*** Data ***
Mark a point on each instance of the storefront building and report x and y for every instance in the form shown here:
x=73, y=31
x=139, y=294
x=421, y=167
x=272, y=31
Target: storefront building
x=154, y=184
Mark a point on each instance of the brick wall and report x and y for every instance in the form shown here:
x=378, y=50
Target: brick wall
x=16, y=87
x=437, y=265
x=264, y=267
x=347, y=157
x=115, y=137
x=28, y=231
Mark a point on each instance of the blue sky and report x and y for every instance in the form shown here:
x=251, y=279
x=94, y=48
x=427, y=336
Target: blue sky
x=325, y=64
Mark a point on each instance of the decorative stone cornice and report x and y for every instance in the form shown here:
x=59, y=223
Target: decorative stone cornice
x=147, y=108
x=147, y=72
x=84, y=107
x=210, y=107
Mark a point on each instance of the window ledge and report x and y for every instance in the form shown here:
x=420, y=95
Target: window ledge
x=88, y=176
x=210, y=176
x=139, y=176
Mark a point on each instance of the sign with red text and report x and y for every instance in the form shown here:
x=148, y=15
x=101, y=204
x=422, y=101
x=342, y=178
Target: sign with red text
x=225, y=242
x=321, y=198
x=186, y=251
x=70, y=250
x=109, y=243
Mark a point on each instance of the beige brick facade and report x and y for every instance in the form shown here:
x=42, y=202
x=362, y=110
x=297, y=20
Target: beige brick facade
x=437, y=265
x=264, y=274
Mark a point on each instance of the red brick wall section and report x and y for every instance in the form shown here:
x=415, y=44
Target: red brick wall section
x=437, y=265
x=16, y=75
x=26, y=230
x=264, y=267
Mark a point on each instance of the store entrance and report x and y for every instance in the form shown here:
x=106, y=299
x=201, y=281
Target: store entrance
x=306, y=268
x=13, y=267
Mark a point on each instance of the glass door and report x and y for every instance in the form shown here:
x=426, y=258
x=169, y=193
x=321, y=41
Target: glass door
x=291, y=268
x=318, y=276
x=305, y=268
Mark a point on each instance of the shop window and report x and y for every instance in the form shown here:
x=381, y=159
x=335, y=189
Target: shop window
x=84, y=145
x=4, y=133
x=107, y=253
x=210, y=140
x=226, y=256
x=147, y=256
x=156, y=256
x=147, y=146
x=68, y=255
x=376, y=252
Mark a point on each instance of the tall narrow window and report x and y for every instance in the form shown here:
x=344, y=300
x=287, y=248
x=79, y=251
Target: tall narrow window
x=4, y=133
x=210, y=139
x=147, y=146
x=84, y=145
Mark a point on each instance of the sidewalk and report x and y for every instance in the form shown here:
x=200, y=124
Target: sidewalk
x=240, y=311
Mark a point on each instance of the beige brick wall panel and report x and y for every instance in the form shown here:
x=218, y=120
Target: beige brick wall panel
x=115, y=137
*** End of Data ***
Task instructions: Could you write out, unchanged, the line with "Target: red brick wall section" and every line after it in the data above?

Response:
Target: red brick wall section
x=437, y=265
x=16, y=75
x=26, y=230
x=264, y=267
Mark a point on each instance of the store entrance and report x and y for every instance in the form shown here:
x=106, y=299
x=201, y=281
Target: store entrance
x=306, y=268
x=13, y=267
Mark a point on each instance of the glass door and report x and y for every instance in the form shown here:
x=426, y=258
x=169, y=193
x=321, y=41
Target: glass door
x=291, y=268
x=318, y=276
x=305, y=268
Mark a point on each instance of the shop window and report x and y for every instance in the form shown here:
x=381, y=159
x=335, y=189
Target: shop window
x=84, y=145
x=4, y=133
x=107, y=253
x=210, y=140
x=226, y=256
x=147, y=256
x=156, y=256
x=147, y=146
x=68, y=255
x=376, y=252
Mark a point on each instance of the tall narrow window and report x and y for every instance in the form shown here:
x=344, y=300
x=287, y=248
x=79, y=251
Target: tall narrow window
x=4, y=133
x=210, y=139
x=147, y=146
x=84, y=145
Mark a point on each instance of the sidewalk and report x and y for every instance in the form shown here:
x=200, y=124
Target: sidewalk
x=240, y=311
Mark a point on each instance of the beige brick wall panel and report x and y for every instance in the form shown here:
x=218, y=120
Target: beige brick wall panel
x=115, y=137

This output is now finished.